**Exercise prompt:** Begin at the line that has "Where can you see the person in" and go through the end of the data. Write those lines out again, swapping "red shirt" for "green shirt" and leaving everything else the same.

**Source records:**
◇ ◇ ◇
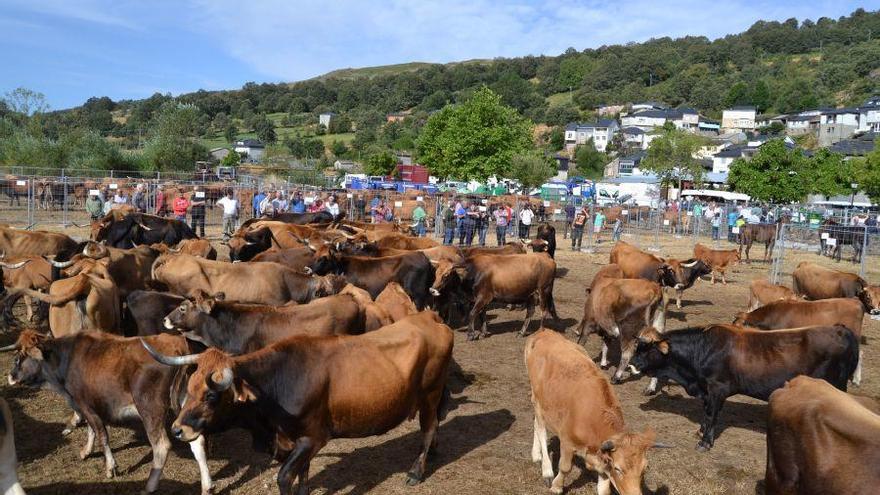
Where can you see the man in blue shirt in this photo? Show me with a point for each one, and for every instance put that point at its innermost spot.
(258, 198)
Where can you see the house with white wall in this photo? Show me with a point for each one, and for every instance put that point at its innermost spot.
(739, 118)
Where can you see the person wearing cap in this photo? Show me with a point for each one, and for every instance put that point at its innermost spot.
(94, 207)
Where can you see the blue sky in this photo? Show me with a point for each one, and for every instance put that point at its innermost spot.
(71, 50)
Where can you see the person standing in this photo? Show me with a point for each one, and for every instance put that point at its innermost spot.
(197, 210)
(94, 207)
(569, 219)
(161, 207)
(502, 221)
(525, 221)
(420, 218)
(577, 227)
(598, 223)
(179, 207)
(230, 213)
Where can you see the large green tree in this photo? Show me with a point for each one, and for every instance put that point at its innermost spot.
(474, 140)
(775, 173)
(671, 156)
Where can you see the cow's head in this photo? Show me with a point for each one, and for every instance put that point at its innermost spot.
(624, 458)
(652, 350)
(210, 392)
(244, 246)
(870, 296)
(682, 274)
(190, 317)
(30, 354)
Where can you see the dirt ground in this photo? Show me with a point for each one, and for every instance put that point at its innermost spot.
(485, 441)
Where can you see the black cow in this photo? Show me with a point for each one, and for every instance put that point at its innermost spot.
(413, 271)
(716, 362)
(139, 228)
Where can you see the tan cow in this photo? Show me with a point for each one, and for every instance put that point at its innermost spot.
(718, 260)
(762, 292)
(573, 398)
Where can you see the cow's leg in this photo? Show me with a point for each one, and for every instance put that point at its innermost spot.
(566, 453)
(428, 423)
(627, 349)
(530, 311)
(89, 445)
(198, 448)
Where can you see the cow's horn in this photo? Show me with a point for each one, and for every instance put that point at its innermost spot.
(14, 266)
(59, 264)
(170, 360)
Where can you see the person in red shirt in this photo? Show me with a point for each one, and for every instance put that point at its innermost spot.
(181, 204)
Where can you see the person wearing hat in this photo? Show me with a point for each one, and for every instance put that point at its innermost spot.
(94, 206)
◇ ◇ ◇
**Written response:**
Where can you see the person in green shirt in this photo? Show me with a point for each one, and for every instance put that point at its innermost spot.
(181, 204)
Where can you see the person wearing hat in this photo? Show me with a point for each one, and for every instance put that point at its innermost spot.
(94, 206)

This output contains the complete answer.